## [SHORT PROBLEM]
Please reproduce every one of the items below word for word, leaving the pictures out of your copy.

--- Begin GIVEN INFORMATION ---

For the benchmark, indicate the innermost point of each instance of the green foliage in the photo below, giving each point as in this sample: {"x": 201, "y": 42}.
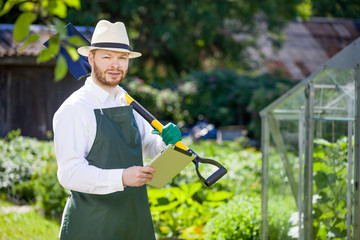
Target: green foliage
{"x": 182, "y": 211}
{"x": 238, "y": 219}
{"x": 178, "y": 37}
{"x": 330, "y": 180}
{"x": 336, "y": 8}
{"x": 49, "y": 13}
{"x": 20, "y": 225}
{"x": 185, "y": 205}
{"x": 50, "y": 195}
{"x": 221, "y": 96}
{"x": 28, "y": 173}
{"x": 19, "y": 157}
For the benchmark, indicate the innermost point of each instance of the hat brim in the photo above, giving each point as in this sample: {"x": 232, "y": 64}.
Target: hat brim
{"x": 84, "y": 51}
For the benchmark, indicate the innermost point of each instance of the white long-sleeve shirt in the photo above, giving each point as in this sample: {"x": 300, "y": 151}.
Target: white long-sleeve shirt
{"x": 74, "y": 127}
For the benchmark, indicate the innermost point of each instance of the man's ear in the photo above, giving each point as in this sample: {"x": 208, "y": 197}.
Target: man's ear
{"x": 91, "y": 59}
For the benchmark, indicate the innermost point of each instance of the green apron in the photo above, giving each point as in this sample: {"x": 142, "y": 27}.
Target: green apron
{"x": 119, "y": 215}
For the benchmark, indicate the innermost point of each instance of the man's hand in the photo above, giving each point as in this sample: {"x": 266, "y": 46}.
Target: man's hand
{"x": 137, "y": 176}
{"x": 170, "y": 134}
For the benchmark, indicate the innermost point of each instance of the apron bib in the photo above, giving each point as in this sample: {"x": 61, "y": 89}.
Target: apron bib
{"x": 119, "y": 215}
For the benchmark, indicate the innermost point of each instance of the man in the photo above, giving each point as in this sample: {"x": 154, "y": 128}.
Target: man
{"x": 100, "y": 143}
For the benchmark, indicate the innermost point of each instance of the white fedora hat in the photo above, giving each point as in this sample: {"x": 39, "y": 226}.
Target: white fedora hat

--- End GIVEN INFORMATION ---

## [SOLUTION]
For the benchmark, indicate the innermost point of each instance of the green foliage in the photo below, giving each point as in this sample: {"x": 201, "y": 42}.
Target: green foliage
{"x": 182, "y": 211}
{"x": 238, "y": 219}
{"x": 178, "y": 37}
{"x": 330, "y": 180}
{"x": 336, "y": 8}
{"x": 49, "y": 13}
{"x": 20, "y": 225}
{"x": 185, "y": 205}
{"x": 50, "y": 195}
{"x": 221, "y": 96}
{"x": 28, "y": 173}
{"x": 19, "y": 157}
For the benchmark, indicate the innermost point of each instance of the hat brim in the photo above, giving each point as in this sample: {"x": 232, "y": 64}.
Target: hat brim
{"x": 84, "y": 51}
For the benchmark, indicate the innermost point of each instance of the white long-sleeve shirt in the photo above, giving each point as in this sample: {"x": 300, "y": 151}.
Target: white long-sleeve shirt
{"x": 74, "y": 127}
For the benchmark, indicate the innermost point of each instance of the man's ear in the photo above, giving each point as in this sample: {"x": 208, "y": 197}.
Target: man's ear
{"x": 91, "y": 59}
For the benchmark, indicate the innermost point of each instance of the green apron in the photo above, giving each point as in this sample: {"x": 142, "y": 27}.
Target: green apron
{"x": 119, "y": 215}
For the benchmark, indicate the innermost point of each instance of the man's hand in the photo above, giving each point as in this sample: {"x": 266, "y": 46}.
Target: man's hand
{"x": 137, "y": 176}
{"x": 170, "y": 134}
For the benchmark, indicate the innermost point of each instance of the apron bib in the photo above, giving each point as in this sample: {"x": 61, "y": 89}.
Target: apron bib
{"x": 119, "y": 215}
For the benchmark, indicate the innermost point of each instance of the man in the photo above, giving each point as in this sample: {"x": 154, "y": 128}.
Target: man
{"x": 100, "y": 143}
For the benchmark, indicate the innermost point of each instance of the white fedora hat in the photo above, giving each point as in this sample: {"x": 39, "y": 226}.
Target: white fedora hat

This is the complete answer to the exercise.